▼▼▼

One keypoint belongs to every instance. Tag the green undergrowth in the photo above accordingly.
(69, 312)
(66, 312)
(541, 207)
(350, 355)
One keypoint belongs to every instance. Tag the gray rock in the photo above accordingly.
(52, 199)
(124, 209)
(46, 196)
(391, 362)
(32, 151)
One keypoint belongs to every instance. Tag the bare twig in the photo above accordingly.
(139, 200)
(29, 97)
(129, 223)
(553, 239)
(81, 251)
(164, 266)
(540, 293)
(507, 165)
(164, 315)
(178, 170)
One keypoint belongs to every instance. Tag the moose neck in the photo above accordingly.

▲▲▲

### Work order
Copy out the entries. Leave every line exactly as it is.

### Result
One keypoint belongs to every instance. Tag the green undergrowth in the photo above accordingly.
(69, 312)
(66, 312)
(541, 207)
(350, 355)
One keypoint belongs to every instance. Tag the gray rock in the photo above accordingly.
(52, 199)
(124, 209)
(46, 196)
(391, 362)
(32, 151)
One keypoint belongs to every instance. Tag the bare twig in the photo above accordingly.
(139, 200)
(29, 97)
(129, 223)
(553, 239)
(81, 251)
(164, 266)
(540, 293)
(507, 165)
(164, 315)
(178, 170)
One keypoint belongs to every instance. Tag the moose neck in the photo above accordingly.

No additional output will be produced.